*WORK INSTRUCTIONS*
Take each line of the data that contains the string "sandy" and copy it.

Point localization data:
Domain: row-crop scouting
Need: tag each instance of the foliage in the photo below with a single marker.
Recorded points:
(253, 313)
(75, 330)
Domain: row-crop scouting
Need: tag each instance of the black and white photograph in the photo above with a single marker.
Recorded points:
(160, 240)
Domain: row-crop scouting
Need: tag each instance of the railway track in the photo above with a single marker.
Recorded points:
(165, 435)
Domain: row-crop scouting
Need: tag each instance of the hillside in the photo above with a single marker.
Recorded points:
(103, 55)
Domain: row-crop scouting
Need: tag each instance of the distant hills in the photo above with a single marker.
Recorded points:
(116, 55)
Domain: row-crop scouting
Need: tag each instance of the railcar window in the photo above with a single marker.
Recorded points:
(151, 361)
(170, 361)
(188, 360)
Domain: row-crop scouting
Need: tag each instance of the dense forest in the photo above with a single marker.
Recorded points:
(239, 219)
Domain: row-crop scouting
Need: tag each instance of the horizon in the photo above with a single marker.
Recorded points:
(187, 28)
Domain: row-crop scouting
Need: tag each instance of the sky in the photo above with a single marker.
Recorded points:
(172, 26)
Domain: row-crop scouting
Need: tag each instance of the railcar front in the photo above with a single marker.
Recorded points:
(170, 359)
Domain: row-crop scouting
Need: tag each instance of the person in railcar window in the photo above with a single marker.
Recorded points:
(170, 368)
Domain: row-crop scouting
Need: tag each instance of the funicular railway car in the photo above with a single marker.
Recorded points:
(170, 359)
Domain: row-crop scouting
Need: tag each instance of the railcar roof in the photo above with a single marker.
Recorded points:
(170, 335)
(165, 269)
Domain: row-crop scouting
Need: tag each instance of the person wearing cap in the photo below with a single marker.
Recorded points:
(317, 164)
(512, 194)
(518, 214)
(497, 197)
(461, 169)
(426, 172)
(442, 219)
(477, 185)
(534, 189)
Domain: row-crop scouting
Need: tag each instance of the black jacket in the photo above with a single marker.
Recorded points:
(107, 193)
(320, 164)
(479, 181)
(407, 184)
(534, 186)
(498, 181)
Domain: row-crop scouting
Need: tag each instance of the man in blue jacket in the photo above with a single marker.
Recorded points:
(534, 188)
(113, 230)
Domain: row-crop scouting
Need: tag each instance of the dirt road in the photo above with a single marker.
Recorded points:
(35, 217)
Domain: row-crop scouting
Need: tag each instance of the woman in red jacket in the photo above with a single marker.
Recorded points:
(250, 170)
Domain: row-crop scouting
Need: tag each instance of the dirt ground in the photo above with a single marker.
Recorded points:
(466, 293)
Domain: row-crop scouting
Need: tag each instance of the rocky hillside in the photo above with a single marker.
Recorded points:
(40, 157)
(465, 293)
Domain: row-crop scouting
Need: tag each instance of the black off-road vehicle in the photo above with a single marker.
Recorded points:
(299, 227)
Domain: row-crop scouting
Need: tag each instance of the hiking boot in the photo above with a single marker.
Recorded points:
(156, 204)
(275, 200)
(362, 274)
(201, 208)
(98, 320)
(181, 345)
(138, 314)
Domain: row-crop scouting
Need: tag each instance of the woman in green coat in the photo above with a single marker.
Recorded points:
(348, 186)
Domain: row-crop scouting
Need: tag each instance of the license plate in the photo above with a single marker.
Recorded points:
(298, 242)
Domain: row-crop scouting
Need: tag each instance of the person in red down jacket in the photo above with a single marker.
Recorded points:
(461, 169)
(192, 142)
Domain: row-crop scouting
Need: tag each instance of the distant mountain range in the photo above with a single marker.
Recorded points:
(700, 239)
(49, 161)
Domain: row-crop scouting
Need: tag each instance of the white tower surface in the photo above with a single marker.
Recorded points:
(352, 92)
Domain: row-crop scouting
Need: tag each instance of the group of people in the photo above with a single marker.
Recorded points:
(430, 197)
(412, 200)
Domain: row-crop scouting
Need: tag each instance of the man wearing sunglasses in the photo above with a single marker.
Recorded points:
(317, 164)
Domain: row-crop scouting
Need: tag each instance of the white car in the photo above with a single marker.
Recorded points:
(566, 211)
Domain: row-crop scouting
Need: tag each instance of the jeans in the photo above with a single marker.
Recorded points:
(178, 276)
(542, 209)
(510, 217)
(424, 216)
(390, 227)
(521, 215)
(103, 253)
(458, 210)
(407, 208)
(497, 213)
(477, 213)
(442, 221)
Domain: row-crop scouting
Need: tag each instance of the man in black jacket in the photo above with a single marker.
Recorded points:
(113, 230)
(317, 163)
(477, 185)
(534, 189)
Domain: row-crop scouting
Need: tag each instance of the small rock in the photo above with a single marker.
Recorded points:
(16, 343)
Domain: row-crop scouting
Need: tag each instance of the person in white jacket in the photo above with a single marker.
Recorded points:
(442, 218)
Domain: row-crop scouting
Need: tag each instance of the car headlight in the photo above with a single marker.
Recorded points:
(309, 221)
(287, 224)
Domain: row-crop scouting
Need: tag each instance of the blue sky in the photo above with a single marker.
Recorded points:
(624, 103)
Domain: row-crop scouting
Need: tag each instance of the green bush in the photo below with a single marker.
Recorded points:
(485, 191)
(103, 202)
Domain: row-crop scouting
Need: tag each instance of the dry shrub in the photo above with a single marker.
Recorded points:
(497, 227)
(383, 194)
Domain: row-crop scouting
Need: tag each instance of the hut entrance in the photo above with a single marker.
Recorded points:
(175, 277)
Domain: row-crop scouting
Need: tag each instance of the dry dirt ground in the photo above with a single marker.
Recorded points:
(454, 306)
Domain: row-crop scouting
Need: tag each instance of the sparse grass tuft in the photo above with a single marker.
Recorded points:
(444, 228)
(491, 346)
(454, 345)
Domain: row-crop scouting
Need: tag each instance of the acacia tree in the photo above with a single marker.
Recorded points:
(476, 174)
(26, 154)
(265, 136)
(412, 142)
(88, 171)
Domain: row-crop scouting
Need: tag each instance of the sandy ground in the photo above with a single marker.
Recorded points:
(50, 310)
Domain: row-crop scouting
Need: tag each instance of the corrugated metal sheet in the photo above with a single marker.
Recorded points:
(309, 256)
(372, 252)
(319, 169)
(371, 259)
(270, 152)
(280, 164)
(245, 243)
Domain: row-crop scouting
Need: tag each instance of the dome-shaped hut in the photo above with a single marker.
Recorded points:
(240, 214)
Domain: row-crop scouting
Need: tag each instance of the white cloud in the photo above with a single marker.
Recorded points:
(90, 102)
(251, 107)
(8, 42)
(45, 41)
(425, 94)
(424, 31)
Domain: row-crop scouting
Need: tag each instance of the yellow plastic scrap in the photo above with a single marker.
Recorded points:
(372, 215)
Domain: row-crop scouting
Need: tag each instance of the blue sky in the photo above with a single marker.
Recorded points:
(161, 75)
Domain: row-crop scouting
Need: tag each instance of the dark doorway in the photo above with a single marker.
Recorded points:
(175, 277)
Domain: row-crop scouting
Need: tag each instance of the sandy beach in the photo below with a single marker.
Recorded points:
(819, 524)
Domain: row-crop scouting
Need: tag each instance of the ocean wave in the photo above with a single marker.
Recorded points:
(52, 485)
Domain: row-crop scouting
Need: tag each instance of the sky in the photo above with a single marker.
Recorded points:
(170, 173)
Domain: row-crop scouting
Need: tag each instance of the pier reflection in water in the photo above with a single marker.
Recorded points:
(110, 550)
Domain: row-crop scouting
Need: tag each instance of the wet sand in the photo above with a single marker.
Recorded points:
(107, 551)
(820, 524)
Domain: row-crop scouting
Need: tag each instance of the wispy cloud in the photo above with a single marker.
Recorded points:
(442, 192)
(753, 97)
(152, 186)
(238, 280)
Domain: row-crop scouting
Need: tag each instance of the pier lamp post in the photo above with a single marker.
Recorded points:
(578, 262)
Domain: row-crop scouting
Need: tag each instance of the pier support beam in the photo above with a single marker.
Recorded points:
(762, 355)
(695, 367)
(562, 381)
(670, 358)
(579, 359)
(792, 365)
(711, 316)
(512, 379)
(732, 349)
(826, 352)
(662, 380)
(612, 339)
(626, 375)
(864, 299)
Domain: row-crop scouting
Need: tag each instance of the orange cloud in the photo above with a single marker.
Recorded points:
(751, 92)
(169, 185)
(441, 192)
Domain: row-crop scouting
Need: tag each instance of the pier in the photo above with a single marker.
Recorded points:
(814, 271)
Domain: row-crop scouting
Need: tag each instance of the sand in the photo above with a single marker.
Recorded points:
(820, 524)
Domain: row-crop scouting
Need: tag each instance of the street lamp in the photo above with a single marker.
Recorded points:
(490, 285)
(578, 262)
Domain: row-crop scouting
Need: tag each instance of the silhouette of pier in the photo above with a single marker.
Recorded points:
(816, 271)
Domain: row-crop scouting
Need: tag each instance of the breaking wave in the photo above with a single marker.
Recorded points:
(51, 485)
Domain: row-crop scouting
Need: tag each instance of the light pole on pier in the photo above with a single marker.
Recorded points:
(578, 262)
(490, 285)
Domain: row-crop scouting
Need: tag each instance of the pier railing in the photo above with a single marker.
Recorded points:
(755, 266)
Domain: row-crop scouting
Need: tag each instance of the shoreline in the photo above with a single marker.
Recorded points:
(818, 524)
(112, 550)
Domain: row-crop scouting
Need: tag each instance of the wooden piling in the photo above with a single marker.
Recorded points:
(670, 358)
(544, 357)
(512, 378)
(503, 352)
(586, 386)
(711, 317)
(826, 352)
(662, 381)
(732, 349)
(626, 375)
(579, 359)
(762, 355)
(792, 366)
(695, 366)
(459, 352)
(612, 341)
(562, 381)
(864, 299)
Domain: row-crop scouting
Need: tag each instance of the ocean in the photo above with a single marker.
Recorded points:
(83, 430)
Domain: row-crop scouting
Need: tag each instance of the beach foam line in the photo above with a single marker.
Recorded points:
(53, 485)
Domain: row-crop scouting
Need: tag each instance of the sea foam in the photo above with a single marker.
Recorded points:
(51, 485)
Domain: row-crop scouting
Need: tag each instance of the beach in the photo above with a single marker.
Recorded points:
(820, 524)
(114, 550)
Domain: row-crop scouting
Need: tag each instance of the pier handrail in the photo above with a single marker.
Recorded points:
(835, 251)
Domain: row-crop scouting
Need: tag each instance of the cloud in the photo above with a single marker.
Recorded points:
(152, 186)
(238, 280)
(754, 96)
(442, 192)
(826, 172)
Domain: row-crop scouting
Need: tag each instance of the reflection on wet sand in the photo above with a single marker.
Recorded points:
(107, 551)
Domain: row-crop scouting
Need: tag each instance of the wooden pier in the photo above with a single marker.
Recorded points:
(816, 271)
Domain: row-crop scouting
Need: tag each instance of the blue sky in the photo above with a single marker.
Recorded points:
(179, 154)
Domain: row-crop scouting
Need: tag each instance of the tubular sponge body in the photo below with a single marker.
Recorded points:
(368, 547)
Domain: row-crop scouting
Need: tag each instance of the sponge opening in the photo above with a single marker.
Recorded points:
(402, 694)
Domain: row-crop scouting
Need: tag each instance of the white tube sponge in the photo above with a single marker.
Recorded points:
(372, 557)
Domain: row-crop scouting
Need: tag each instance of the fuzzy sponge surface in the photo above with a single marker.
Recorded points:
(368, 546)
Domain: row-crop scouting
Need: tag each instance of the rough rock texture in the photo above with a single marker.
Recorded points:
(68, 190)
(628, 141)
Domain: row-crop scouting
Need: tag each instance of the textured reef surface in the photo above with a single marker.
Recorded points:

*ANSWER BELOW*
Need: tag each instance of the sandy ground in the photo above with a single marker.
Need: tag each instance of the sandy beach in the photo below with a single marker.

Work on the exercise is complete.